* _STORED DATA_:
§ §
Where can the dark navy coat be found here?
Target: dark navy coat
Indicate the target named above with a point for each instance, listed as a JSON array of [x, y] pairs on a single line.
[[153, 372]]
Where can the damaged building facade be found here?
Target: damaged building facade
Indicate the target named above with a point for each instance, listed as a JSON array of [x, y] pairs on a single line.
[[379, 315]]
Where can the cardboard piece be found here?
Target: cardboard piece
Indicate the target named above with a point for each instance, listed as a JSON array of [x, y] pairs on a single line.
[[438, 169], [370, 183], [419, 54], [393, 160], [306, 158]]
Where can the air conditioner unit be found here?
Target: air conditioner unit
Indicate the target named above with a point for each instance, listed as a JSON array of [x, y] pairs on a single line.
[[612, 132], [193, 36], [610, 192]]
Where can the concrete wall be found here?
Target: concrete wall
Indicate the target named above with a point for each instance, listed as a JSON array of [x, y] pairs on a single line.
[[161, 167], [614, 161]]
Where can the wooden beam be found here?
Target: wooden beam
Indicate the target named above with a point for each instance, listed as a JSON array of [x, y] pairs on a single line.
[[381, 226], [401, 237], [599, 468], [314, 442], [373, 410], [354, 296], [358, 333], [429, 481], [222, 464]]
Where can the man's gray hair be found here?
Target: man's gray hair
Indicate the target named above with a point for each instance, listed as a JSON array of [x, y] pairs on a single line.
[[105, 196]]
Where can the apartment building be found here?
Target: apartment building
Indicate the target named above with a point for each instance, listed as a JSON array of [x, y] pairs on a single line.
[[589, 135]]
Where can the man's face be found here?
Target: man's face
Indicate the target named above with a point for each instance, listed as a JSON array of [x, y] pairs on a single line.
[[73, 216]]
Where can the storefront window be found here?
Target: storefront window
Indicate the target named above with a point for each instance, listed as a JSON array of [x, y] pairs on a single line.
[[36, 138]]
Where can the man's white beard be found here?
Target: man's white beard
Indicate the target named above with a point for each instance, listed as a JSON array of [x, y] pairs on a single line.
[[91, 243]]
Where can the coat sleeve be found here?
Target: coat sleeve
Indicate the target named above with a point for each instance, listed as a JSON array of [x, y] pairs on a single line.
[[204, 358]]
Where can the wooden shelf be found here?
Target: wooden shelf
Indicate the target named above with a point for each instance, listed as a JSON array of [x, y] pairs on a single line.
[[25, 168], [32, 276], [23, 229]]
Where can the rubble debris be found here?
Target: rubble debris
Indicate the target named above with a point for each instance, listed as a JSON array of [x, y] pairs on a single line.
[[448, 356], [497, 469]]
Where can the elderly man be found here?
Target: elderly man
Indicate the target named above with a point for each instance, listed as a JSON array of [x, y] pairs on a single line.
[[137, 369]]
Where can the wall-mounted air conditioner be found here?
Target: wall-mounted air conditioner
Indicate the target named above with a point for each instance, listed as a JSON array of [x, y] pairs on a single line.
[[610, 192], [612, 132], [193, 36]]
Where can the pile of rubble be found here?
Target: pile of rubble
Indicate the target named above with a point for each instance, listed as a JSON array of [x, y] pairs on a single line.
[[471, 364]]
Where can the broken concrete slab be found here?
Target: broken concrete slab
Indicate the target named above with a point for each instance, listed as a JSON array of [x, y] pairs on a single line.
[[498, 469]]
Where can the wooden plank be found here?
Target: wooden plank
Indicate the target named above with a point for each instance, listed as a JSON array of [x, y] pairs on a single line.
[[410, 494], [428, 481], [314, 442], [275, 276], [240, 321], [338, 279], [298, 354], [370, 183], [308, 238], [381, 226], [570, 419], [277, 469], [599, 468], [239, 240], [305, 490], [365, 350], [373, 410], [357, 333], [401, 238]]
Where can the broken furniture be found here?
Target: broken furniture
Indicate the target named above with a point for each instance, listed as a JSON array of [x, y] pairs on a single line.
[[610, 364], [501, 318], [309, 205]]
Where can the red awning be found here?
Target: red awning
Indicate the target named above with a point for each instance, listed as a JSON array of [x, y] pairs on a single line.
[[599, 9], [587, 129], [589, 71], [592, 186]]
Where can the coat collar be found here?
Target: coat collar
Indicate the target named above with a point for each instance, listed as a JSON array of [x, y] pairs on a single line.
§ §
* _GOAL_: Copy the entries above word for word, starting at the line containing "Where can the red awning be found here?" and running through the end of the entries, with both of those ends included.

* _SOLUTION TO THIS PROBLEM_:
Where can the red awning be found here?
Target: red awning
Indicate the target named above with a point for each instance, listed as a JSON array of [x, y] pairs on a single line.
[[599, 9], [587, 129], [589, 71], [592, 186]]
Where can the coat collar be found here?
Target: coat collar
Indicate the target named above with a point for each instance, listed as a JSON array of [x, y] pairs on a single line.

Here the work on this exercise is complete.